Pointing and labeling entries
□ □ □ □

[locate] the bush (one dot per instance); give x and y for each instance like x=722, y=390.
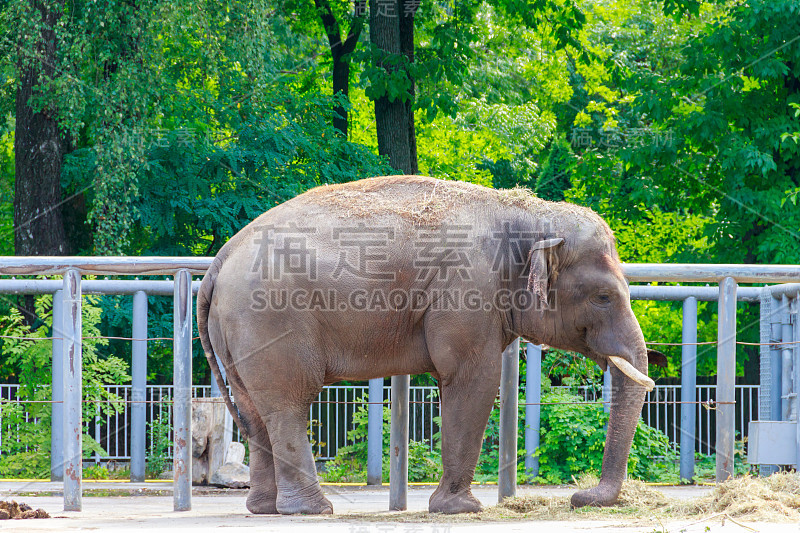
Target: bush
x=572, y=442
x=350, y=463
x=159, y=460
x=28, y=455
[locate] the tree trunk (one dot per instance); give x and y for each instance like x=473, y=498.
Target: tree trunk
x=341, y=85
x=38, y=150
x=407, y=13
x=339, y=49
x=391, y=117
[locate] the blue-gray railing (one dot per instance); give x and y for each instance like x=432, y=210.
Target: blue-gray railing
x=67, y=356
x=332, y=418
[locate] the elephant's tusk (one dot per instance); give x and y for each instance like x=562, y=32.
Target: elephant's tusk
x=630, y=371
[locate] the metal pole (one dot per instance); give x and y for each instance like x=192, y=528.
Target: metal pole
x=375, y=432
x=509, y=415
x=688, y=387
x=726, y=378
x=533, y=411
x=139, y=385
x=215, y=392
x=57, y=417
x=775, y=360
x=73, y=391
x=182, y=379
x=786, y=359
x=607, y=390
x=398, y=437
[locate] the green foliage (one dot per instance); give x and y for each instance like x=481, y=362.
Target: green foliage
x=29, y=454
x=350, y=463
x=96, y=472
x=555, y=176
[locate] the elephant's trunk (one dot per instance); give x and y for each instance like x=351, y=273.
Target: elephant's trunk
x=626, y=406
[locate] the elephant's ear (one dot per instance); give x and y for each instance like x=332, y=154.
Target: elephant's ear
x=544, y=267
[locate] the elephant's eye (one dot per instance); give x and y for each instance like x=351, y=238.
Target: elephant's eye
x=601, y=299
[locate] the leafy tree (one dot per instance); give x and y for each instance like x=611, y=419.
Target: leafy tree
x=555, y=176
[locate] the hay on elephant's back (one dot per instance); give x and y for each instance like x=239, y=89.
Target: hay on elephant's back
x=424, y=201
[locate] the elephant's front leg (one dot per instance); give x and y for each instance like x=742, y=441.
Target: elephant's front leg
x=467, y=398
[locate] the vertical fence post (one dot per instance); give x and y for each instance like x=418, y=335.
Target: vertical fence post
x=375, y=432
x=57, y=416
x=776, y=366
x=509, y=415
x=607, y=390
x=182, y=397
x=688, y=387
x=139, y=385
x=786, y=358
x=398, y=448
x=726, y=378
x=73, y=390
x=796, y=338
x=533, y=409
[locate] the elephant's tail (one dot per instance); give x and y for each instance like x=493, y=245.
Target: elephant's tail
x=203, y=306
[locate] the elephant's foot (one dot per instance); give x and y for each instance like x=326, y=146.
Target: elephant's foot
x=262, y=502
x=305, y=501
x=597, y=497
x=443, y=501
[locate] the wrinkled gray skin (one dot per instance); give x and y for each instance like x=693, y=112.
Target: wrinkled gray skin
x=278, y=361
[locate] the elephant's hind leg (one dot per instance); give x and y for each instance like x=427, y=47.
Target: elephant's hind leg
x=263, y=495
x=468, y=394
x=298, y=489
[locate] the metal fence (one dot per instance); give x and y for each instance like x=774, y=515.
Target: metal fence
x=334, y=415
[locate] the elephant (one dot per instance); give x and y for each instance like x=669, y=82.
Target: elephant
x=405, y=275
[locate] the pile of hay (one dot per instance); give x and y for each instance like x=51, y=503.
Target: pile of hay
x=774, y=498
x=13, y=510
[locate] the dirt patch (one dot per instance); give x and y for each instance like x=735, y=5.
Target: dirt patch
x=772, y=499
x=12, y=510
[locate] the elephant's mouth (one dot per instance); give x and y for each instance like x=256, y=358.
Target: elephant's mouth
x=629, y=370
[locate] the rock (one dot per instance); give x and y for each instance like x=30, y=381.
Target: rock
x=235, y=453
x=232, y=475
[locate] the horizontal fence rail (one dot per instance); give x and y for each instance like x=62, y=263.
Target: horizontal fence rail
x=334, y=415
x=721, y=411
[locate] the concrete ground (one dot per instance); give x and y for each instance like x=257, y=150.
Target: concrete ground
x=123, y=507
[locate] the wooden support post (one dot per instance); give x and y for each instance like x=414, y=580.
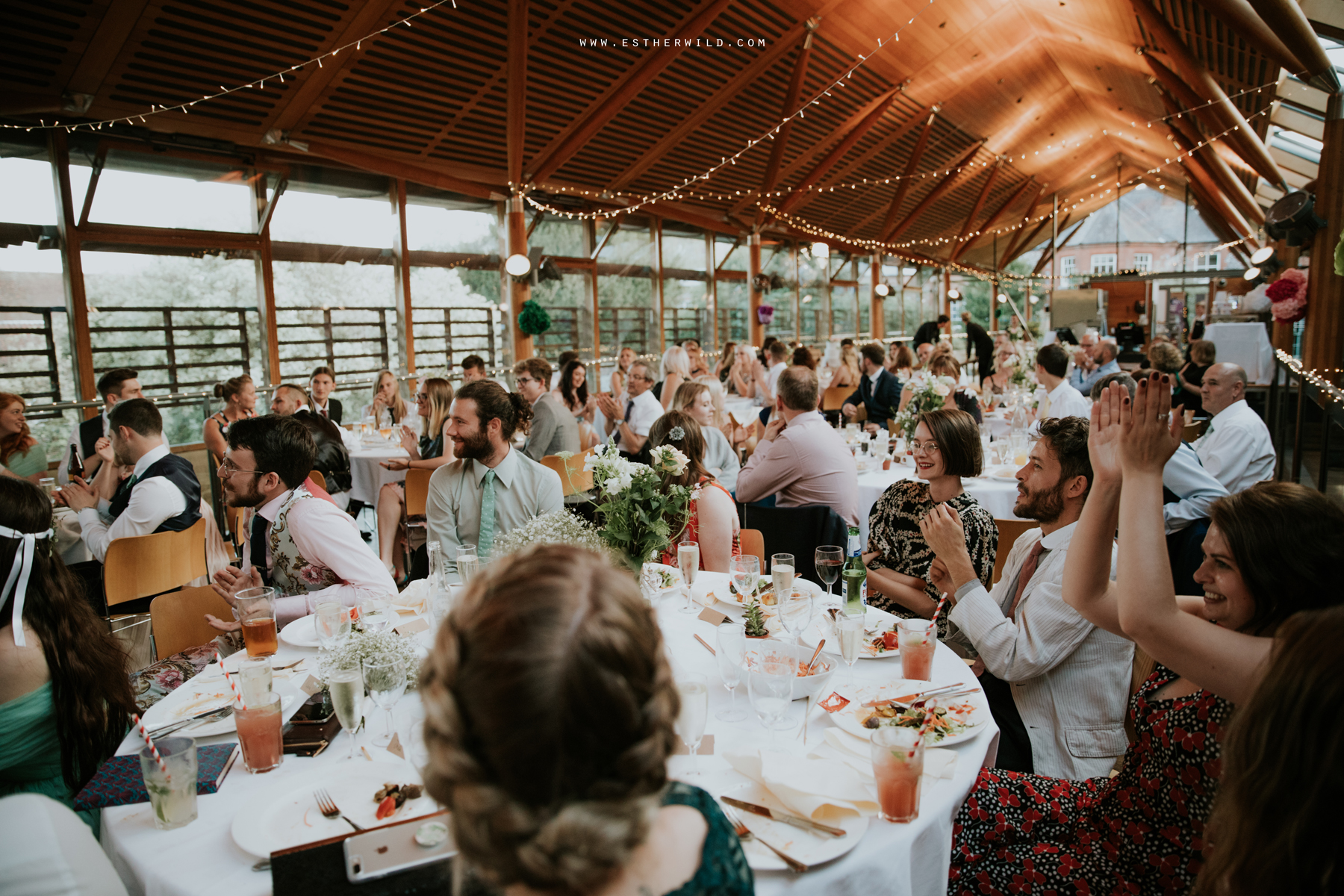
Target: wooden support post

□ □ □ □

§ EXERCISE DESCRIPTION
Reproduce the data verbatim from its beginning through the line containing "x=630, y=371", including that line, and omit the pictures.

§ RESULT FOR THIS TASK
[locate] the bush (one dot per instance); give x and y for each instance like x=722, y=390.
Target: bush
x=572, y=442
x=350, y=463
x=159, y=460
x=28, y=455
[locate] the tree trunk (one dot per instance); give x and y for each instance like x=473, y=498.
Target: tree trunk
x=341, y=85
x=38, y=150
x=407, y=13
x=339, y=49
x=391, y=117
[locate] the blue-gray railing (one dot per instance); give x and y for each instance like x=432, y=210.
Target: blue-gray railing
x=67, y=356
x=332, y=418
[locate] the elephant's tusk (one dot per instance); give x and y for each instance like x=562, y=32.
Target: elephant's tusk
x=630, y=371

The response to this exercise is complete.